— begin —

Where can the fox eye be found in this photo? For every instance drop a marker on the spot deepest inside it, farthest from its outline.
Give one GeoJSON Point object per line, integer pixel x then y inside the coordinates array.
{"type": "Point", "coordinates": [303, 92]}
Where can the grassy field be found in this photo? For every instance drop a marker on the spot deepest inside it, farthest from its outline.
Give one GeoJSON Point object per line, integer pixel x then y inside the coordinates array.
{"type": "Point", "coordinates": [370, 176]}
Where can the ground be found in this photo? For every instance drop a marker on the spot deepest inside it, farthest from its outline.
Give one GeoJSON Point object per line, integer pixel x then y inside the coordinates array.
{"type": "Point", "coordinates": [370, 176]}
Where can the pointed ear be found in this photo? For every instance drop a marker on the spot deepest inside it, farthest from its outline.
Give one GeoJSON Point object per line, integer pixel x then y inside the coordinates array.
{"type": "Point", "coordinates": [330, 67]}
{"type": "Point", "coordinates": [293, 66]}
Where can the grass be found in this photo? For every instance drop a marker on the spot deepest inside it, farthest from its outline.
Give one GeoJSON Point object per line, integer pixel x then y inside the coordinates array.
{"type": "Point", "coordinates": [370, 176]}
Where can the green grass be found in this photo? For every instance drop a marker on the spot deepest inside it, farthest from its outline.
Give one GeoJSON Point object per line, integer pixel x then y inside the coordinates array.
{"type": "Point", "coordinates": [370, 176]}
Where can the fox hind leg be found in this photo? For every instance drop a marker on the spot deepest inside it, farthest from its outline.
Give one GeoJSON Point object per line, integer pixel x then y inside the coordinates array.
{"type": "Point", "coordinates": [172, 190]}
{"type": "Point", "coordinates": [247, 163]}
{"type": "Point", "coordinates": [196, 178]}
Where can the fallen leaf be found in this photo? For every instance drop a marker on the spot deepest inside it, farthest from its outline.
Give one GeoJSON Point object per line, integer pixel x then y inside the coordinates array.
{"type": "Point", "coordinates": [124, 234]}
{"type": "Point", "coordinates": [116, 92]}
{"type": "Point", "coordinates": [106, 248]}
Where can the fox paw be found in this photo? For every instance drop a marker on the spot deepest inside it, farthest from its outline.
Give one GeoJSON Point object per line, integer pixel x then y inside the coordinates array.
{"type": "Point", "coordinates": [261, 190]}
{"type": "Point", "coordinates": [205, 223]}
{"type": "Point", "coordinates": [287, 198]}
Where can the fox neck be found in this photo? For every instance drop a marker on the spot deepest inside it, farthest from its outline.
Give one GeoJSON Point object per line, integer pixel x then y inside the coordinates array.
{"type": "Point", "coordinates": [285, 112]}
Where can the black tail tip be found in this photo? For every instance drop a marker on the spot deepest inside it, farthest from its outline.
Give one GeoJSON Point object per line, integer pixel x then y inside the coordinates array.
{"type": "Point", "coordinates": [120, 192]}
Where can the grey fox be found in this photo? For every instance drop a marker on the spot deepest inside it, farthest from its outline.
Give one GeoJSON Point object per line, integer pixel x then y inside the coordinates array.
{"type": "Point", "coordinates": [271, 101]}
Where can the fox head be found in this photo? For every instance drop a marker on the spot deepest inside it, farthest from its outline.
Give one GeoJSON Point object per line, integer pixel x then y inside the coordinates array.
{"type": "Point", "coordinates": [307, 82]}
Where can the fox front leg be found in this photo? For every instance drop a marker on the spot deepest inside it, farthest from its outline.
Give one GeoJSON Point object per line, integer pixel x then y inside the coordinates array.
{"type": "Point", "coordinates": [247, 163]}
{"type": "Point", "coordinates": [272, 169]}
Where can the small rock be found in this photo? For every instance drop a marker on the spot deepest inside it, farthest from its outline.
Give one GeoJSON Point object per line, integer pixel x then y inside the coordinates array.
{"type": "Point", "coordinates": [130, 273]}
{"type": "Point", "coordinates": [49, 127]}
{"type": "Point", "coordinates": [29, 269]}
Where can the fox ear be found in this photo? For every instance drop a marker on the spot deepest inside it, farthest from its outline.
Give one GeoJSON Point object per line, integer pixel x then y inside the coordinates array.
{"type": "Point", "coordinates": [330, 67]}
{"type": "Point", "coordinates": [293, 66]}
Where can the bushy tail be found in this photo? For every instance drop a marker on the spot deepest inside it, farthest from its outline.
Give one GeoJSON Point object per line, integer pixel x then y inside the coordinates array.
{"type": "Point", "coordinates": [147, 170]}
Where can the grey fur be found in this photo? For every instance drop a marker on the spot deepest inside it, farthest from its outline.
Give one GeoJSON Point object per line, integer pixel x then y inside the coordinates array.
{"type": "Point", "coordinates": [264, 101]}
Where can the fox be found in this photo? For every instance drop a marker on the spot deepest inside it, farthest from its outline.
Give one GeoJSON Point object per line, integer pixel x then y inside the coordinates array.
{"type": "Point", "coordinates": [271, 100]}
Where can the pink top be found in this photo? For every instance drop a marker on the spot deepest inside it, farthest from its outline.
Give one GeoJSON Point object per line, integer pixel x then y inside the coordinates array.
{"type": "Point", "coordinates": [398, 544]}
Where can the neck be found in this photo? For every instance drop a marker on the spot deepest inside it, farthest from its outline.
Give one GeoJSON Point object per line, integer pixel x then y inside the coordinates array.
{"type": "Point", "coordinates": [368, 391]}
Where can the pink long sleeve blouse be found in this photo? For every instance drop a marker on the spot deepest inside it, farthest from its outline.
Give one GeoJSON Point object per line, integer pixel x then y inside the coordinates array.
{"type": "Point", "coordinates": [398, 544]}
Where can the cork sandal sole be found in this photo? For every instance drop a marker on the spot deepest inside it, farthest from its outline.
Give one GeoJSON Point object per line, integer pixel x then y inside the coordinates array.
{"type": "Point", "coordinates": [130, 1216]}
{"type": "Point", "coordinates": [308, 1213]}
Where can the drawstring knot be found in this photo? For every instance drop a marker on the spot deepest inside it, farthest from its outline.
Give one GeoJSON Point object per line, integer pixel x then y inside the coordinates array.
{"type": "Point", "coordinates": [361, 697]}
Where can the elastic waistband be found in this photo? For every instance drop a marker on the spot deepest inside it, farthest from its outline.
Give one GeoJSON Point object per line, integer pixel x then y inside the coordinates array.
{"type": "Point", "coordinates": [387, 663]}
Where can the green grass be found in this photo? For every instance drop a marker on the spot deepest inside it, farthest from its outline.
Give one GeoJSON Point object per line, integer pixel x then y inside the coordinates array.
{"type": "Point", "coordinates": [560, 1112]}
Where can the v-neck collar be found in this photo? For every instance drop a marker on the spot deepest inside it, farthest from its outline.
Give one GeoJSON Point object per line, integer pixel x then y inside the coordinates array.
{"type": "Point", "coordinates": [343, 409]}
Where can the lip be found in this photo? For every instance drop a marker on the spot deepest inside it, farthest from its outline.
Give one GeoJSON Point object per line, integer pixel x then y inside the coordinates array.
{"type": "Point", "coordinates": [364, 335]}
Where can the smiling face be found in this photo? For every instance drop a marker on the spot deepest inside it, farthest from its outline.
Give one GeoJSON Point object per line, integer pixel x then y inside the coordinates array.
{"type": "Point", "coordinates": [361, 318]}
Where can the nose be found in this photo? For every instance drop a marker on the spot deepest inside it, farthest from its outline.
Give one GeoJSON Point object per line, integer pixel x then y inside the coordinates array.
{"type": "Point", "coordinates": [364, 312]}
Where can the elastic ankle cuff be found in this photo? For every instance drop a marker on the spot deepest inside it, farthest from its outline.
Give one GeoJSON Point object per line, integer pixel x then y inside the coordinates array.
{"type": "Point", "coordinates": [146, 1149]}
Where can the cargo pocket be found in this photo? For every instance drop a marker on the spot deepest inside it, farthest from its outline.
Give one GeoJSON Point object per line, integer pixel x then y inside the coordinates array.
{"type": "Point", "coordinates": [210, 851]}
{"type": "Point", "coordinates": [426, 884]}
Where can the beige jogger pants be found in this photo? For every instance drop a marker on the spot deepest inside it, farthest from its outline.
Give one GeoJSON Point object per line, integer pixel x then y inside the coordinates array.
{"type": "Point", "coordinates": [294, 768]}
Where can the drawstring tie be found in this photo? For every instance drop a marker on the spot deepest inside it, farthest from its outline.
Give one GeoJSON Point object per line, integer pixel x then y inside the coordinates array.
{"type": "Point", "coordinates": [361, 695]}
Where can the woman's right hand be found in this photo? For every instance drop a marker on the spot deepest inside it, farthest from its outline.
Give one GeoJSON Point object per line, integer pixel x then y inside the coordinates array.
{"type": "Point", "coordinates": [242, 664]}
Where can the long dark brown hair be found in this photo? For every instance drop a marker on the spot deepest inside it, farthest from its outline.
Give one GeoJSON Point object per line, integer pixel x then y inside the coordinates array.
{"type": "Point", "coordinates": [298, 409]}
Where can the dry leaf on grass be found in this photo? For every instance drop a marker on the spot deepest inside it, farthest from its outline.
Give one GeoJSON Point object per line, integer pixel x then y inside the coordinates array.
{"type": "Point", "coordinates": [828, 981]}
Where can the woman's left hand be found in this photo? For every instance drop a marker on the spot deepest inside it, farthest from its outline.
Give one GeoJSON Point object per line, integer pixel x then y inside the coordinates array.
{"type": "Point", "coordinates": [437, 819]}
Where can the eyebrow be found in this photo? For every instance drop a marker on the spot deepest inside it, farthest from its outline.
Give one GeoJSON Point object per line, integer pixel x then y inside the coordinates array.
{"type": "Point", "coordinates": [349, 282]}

— end —

• Brief: Send back exactly the lines from the line with "Where can the drawstring tie" through the end of the records.

• The solution:
Where can the drawstring tie be found in this photo? For every instance drop a marker on the spot deepest inside it, farthest from its outline.
Give one GeoJSON Point object per line, integer pixel x then y inside the coordinates array.
{"type": "Point", "coordinates": [361, 695]}
Where can the woman's right hand be found in this photo? For every instance drop a marker on the spot deepest inside it, farthest from its outline.
Give one GeoJSON Point object per line, integer pixel x then y inside the coordinates array.
{"type": "Point", "coordinates": [242, 664]}
Where can the long dark brown hair be found in this photo? For every instance drop a marker on the spot deepest inside it, farthest from its outline.
Give one GeoJSON Point object per line, integer pixel x then y inside the coordinates array.
{"type": "Point", "coordinates": [298, 409]}
Where can the dry leaf on grass be found in this photo? For every instance drop a marker on the spot deepest inside it, farthest from its outline.
Give one GeoJSON Point object per line, integer pixel x then y inside the coordinates array.
{"type": "Point", "coordinates": [828, 981]}
Where can the woman's left hand be found in this photo? For every instance drop a marker on the spot deepest inside it, farthest from its outline.
Give one GeoJSON Point object per line, integer pixel x then y inside the coordinates array.
{"type": "Point", "coordinates": [437, 819]}
Where can the eyebrow be found in this photo? For every instance drop a marker on the spot deepest inside it, farthest from its outline.
Give one GeoJSON Point object per line, integer pixel x then y inside the coordinates array.
{"type": "Point", "coordinates": [349, 282]}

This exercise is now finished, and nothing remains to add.